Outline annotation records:
-----

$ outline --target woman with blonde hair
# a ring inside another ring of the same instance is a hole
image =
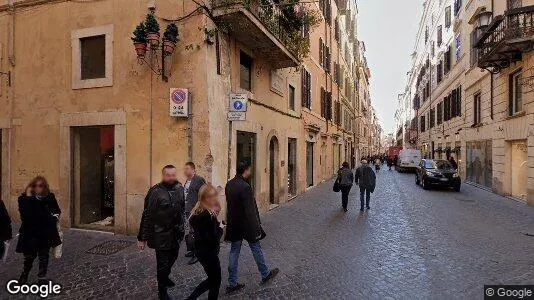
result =
[[[224,225],[217,220],[220,210],[217,189],[211,184],[200,188],[198,202],[191,211],[189,224],[195,232],[195,254],[208,278],[202,281],[188,299],[197,299],[209,291],[208,299],[219,297],[221,286],[220,240]]]

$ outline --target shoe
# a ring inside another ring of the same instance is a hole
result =
[[[245,285],[244,285],[244,284],[241,284],[241,283],[238,283],[238,284],[236,284],[236,285],[234,285],[234,286],[227,286],[227,287],[226,287],[226,293],[227,293],[227,294],[233,294],[233,293],[235,293],[235,292],[241,290],[241,289],[244,288],[244,287],[245,287]]]
[[[20,277],[19,277],[19,284],[26,284],[28,283],[28,276],[30,274],[28,273],[25,273],[25,272],[22,272],[22,274],[20,274]]]
[[[163,284],[168,288],[173,288],[176,286],[176,283],[174,283],[174,281],[172,281],[170,278],[167,278]]]
[[[278,275],[279,272],[280,272],[280,269],[278,269],[278,268],[274,268],[274,269],[272,269],[272,270],[269,272],[269,274],[267,275],[267,277],[265,277],[265,278],[263,278],[263,279],[261,280],[261,283],[265,284],[265,283],[269,282],[270,280],[272,280],[273,278],[275,278],[276,275]]]
[[[194,265],[198,262],[198,258],[196,256],[191,257],[191,259],[187,262],[188,265]]]

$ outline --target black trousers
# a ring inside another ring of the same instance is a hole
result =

-----

■ **What you are asked to do**
Rewrite all the rows above with "hole" changed to "cutout" and nothing else altered. Leave the pictures out of your answer.

■ **Final result**
$ outline --target woman with blonde hair
# a ring inside another ring of the same instance is a cutout
image =
result =
[[[224,225],[217,220],[220,210],[217,189],[211,184],[200,188],[198,202],[191,211],[189,224],[195,232],[195,254],[208,278],[202,281],[188,299],[197,299],[209,291],[208,299],[219,297],[221,286],[220,240]]]

$ outline --target shoe
# a ring inside another ring of the same instance is a cutout
result =
[[[245,285],[244,285],[244,284],[241,284],[241,283],[238,283],[238,284],[236,284],[236,285],[234,285],[234,286],[227,286],[227,287],[226,287],[226,293],[227,293],[227,294],[233,294],[233,293],[235,293],[235,292],[241,290],[241,289],[244,288],[244,287],[245,287]]]
[[[20,277],[19,277],[19,284],[26,284],[28,283],[28,276],[30,274],[28,273],[25,273],[25,272],[22,272],[22,274],[20,274]]]
[[[163,284],[168,288],[173,288],[176,286],[176,283],[174,283],[174,281],[172,281],[170,278],[167,278]]]
[[[278,275],[279,272],[280,272],[280,269],[278,269],[278,268],[274,268],[274,269],[272,269],[272,270],[269,272],[269,274],[267,275],[267,277],[265,277],[265,278],[263,278],[263,279],[261,280],[261,283],[265,284],[265,283],[269,282],[270,280],[272,280],[273,278],[275,278],[276,275]]]
[[[194,265],[198,262],[198,258],[196,256],[191,257],[191,259],[187,262],[188,265]]]

$ outline --target black trousers
# a ring inside another ring of the same instance is a cutout
result =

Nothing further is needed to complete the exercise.